Repeat word for word the line with "of the orange-leaved" and every line after it until the records below run out.

* BEGIN Records supplied *

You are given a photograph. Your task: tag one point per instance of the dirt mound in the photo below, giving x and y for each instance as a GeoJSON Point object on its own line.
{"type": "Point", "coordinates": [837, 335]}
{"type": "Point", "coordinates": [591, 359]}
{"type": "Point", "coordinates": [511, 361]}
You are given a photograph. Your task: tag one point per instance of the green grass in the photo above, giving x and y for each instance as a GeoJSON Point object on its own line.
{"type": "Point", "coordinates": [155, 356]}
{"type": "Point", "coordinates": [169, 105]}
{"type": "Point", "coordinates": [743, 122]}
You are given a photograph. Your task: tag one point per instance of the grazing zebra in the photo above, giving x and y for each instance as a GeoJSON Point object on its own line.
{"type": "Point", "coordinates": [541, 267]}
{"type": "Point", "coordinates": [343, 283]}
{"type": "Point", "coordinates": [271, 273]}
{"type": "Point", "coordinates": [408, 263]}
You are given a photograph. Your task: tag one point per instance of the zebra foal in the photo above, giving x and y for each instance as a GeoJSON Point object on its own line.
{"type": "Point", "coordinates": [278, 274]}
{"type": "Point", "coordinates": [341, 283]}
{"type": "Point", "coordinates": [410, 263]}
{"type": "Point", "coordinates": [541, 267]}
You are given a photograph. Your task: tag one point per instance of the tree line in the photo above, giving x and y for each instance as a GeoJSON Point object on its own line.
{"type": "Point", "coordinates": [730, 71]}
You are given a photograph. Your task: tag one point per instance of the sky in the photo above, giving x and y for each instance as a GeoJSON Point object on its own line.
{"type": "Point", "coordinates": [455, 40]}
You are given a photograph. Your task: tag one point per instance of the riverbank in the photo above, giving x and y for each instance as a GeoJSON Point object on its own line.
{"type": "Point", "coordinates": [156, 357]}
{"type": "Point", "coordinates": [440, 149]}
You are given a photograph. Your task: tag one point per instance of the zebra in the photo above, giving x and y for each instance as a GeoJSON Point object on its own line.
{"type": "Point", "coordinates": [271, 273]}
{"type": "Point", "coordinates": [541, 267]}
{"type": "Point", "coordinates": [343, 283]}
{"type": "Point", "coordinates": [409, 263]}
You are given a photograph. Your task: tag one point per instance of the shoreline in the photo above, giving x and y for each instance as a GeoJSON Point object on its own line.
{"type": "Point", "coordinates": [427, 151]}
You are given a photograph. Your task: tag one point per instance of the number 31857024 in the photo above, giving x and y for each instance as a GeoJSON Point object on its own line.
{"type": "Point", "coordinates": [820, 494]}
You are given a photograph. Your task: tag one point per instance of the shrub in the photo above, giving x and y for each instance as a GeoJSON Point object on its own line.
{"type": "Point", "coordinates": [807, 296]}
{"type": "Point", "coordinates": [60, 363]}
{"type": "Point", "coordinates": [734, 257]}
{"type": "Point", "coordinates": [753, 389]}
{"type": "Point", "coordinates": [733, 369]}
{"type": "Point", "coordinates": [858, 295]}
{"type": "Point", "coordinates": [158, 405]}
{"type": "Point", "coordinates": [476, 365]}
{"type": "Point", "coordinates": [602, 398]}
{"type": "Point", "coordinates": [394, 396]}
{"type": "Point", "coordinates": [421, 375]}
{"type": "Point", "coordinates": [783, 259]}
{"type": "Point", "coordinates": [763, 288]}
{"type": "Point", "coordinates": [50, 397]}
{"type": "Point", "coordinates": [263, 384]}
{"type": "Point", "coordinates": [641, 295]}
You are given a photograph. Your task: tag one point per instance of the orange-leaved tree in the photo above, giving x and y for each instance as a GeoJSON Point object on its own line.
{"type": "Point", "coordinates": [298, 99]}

* END Records supplied *

Output:
You are given a photograph. Your task: tag one point per instance of the orange-leaved tree in the photo above, giving x and y for each instance as a GeoJSON Point object on its own line.
{"type": "Point", "coordinates": [298, 99]}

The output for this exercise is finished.